> **DATASET EXTRACT**:
((

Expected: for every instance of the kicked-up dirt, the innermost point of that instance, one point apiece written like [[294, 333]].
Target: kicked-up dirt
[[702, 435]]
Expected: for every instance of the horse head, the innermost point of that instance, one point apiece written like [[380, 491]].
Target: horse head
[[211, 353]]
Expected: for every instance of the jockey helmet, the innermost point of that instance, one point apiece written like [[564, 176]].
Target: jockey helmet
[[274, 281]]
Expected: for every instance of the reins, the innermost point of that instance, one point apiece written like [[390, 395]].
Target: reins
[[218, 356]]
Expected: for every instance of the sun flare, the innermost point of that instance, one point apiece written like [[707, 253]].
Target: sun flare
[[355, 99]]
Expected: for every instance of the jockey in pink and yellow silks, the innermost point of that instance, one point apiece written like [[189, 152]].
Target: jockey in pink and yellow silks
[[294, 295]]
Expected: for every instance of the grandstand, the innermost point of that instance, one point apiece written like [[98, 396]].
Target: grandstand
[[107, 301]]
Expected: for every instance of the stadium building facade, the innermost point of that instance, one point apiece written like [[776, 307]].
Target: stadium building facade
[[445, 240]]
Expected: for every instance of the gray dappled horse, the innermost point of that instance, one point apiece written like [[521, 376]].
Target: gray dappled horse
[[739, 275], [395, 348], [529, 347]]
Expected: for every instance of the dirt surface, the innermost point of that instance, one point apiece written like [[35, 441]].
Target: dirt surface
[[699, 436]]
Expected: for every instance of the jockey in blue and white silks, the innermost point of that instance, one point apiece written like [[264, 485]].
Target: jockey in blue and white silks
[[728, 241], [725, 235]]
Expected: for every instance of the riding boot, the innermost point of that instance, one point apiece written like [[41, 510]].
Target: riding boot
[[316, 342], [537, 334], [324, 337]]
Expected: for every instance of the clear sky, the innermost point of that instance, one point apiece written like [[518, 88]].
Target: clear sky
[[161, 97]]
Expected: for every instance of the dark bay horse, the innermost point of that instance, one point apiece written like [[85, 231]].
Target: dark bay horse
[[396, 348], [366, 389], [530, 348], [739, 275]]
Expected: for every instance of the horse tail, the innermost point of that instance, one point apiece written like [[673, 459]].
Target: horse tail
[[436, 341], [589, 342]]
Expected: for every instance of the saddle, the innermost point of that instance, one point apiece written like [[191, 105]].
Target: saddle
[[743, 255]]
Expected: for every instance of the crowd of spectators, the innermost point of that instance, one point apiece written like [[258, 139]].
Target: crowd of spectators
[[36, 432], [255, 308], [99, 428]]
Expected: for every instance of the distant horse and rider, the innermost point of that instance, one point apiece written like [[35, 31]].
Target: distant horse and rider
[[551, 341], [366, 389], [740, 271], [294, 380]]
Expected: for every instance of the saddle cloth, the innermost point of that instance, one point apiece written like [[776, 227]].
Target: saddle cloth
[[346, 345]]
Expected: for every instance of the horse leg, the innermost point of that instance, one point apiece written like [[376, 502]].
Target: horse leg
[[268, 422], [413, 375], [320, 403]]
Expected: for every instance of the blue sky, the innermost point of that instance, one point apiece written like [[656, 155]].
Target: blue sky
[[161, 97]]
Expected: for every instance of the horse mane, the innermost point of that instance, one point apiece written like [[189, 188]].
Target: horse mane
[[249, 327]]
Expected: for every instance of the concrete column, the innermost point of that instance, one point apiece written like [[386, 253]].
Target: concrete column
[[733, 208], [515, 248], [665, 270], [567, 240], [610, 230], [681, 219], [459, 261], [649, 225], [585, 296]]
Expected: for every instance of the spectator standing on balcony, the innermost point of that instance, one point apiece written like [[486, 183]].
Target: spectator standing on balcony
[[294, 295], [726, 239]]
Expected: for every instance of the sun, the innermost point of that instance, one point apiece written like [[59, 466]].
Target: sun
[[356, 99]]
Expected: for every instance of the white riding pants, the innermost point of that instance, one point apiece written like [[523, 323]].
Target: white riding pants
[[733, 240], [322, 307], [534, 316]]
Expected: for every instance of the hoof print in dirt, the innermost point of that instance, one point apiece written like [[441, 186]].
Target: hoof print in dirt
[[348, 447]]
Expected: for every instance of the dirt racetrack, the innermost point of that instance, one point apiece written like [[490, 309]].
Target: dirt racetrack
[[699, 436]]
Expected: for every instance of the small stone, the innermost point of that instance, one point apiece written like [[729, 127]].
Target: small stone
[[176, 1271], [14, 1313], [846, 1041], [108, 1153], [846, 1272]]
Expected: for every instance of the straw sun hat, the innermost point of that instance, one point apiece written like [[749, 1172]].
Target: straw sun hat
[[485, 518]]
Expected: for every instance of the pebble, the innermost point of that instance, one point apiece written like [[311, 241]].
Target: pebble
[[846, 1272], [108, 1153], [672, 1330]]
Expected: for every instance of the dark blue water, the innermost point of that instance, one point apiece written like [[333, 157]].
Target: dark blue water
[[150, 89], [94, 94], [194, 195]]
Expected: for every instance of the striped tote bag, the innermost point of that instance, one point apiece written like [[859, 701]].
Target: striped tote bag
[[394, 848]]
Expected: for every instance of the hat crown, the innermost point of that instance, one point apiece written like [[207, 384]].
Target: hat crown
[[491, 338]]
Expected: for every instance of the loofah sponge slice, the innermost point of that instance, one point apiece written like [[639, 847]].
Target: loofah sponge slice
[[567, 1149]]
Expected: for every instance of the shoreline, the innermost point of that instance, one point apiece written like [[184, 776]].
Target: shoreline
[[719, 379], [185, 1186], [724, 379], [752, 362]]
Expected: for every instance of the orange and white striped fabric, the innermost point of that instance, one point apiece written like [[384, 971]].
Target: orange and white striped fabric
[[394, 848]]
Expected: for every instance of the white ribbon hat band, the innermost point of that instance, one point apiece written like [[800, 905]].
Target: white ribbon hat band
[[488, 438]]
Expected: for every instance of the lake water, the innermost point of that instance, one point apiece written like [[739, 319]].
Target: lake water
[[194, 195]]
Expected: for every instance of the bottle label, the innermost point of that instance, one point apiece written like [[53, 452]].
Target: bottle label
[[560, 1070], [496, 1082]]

))

> **REQUIRED ACTION**:
Return all of the data above, keeping every line exactly as it appears.

> **EXERCISE ANSWER**:
Expected: for every instance of the kicked-up dirt, the innermost point of that instance, one point apiece written like [[294, 333]].
Target: kicked-up dirt
[[702, 435]]
Expected: for every instance of the horse head, the innermost point of that instance, one point apiece written like [[380, 491]].
Target: horse head
[[211, 353]]
Expected: for every instance of the jockey helmet, the innermost point of that instance, one point apiece written like [[564, 176]].
Target: jockey helmet
[[274, 281]]
Expected: for every instance of the reins, the innermost point of that instance, one point apiece written like [[390, 395]].
Target: reins
[[218, 356]]
Expected: for every instance of the sun flare, the innermost point of that instance, one point apiece written like [[707, 253]].
Target: sun flare
[[355, 99]]
Expected: for every instance of the jockey in pink and yellow silks, the innermost point of that instance, one point apiece written like [[189, 152]].
Target: jockey in pink and yellow silks
[[294, 295]]
Expected: for every instance of the grandstand, the innermost point of that instance, one point apiece written like [[98, 396]].
Target: grandstand
[[107, 301]]
Expected: for every instance of the stadium building facade, the innermost point of that instance, one point apiece written like [[776, 307]].
Target: stadium building facade
[[445, 240]]
Expected: for every instance of the gray dappled horse, the innermost point of that instance, one point apiece written like [[521, 376]].
Target: gray dappled horse
[[739, 275], [395, 348], [529, 347]]
Expected: for every instance of the dirt surface, the innermost point of that instance, one point apiece written like [[35, 441]].
Target: dirt surface
[[699, 436]]
Expected: for every instance of the jockey in blue and white silks, the innermost point of that instance, one point apiece written like [[264, 485]].
Target: jockey in blue and white silks
[[728, 241], [725, 235]]
Expected: for every instance of the riding boot, the innermost point of that instance, one point apiece written like [[41, 510]].
Target: riding boot
[[316, 342], [537, 334], [324, 337]]
Expected: for every instance of the clear sky, the innermost point of that instance, one point apiece written like [[518, 88]].
Target: clear sky
[[161, 97]]
Expected: for every instance of the dark bay horse, the innermost point of that instance, one point apiece written like [[85, 231]].
Target: dark bay horse
[[396, 348], [366, 389], [530, 348], [739, 275]]
Expected: for every instance of the horse tail, the innermost point of that instance, one point apiece written like [[673, 459]].
Target: horse tail
[[436, 341], [589, 342]]
Expected: for every instance of the saddle, the innermost point of that instance, one point apiece written like [[191, 105]].
Target: saddle
[[743, 255]]
Expected: for every instance of the crowd of spectators, the innermost point of that instance, one point apiece written like [[258, 139]].
Target: crowd of spectators
[[36, 432], [255, 308], [99, 428]]
Expected: for every instance of the distant horse and rider, the innermost point of that instance, one point apiece written like [[35, 31]].
Target: distant horse and rider
[[551, 341], [366, 389], [740, 271], [294, 380]]
Expected: for every instance of the saddle cloth, the innermost point of that instance, one point apiece written like [[776, 227]].
Target: saddle cloth
[[346, 345]]
Expected: for every instance of the horse leg, the innermost point of that instance, one point apiece written like [[376, 502]].
Target: horse leg
[[268, 422], [413, 375], [320, 403]]
Expected: for every instance of the blue sky, the innermost point of that instance, one point apiece written like [[656, 155]].
Target: blue sky
[[161, 97]]
Expected: for every instance of the horse mane, the innermost point of that instance, one point apiece written like [[189, 188]].
Target: horse mane
[[249, 327]]
Expected: for every instance of the concrete column, the innermost point of that instance, one point apiece written like [[386, 253]].
Target: concrete column
[[733, 208], [515, 248], [665, 270], [567, 240], [610, 230], [681, 219], [459, 261], [649, 225], [585, 296]]
Expected: for every instance of the spectator standing on balcony, the innermost point of that instance, one point apiece written like [[486, 183]].
Target: spectator standing on balcony
[[294, 295], [726, 239]]
Expected: for every instance of the sun, the innermost point of that instance, one point apiece written like [[59, 466]].
Target: sun
[[356, 99]]
Expected: for every instance of the white riding pants, the innermost point of that instance, one point apiece written like [[523, 323]].
Target: white riding pants
[[733, 240], [322, 307], [534, 316]]
Expected: for every instance of the hoof print in dirt, the innermost point of that instance, one point apiece written like [[441, 186]].
Target: hoof print in dirt
[[348, 447]]
Expected: for every instance of the dirt racetrack, the innermost point of that instance, one point apiece written like [[490, 309]].
Target: dirt racetrack
[[699, 436]]
Expected: for every instance of the small stone, the innermost point of that instance, one point apiece written like [[729, 127]].
Target: small stone
[[176, 1271], [14, 1313], [846, 1041], [108, 1153], [846, 1272]]
Expected: for every instance of the straw sun hat, the innermost point of that instance, one point apiece written like [[749, 1172]].
Target: straw sun hat
[[485, 518]]
Expected: for every instance of the pebble, the innermost point of that instance, one point apiece written like [[311, 241]].
Target: pebble
[[846, 1272], [108, 1153], [672, 1330]]
Expected: for every instance of the dark blue water, the innermost point of that instance, one point apiece written like [[333, 157]].
Target: dark blue water
[[150, 89], [94, 94], [194, 195]]
Expected: for every instance of the striped tote bag, the innermost point of that instance, one point apiece written like [[859, 701]].
Target: striped tote bag
[[394, 848]]
Expected: for every instance of the hat crown, the innermost point of that instance, one point apiece written like [[207, 384]].
Target: hat crown
[[491, 338]]
Expected: for every instance of the loofah sponge slice, the innermost point of that instance, one point apiece written like [[639, 847]].
Target: loofah sponge slice
[[567, 1149]]
Expected: for every instance of the shoreline, the innermost point of that instance, one point apiece written like [[184, 776]].
Target: shoreline
[[719, 379], [185, 1186], [724, 379], [752, 362]]
Expected: for every instance of the orange and white striped fabric, the innermost point of that instance, one point apiece written like [[384, 971]].
Target: orange and white striped fabric
[[394, 848]]
Expected: for every instance of the white ribbon hat band, the innermost point of that instance, one point apiece written like [[800, 905]].
Target: white ribbon hat band
[[488, 438]]
Expected: for every instance of the lake water, the innermost point of that instance, one point apiece written like [[739, 319]].
Target: lake water
[[194, 195]]
Expected: for every instance of the bottle label, the innermost point of that instance, one point apiece written like [[53, 452]].
Target: bottle label
[[560, 1070], [496, 1082]]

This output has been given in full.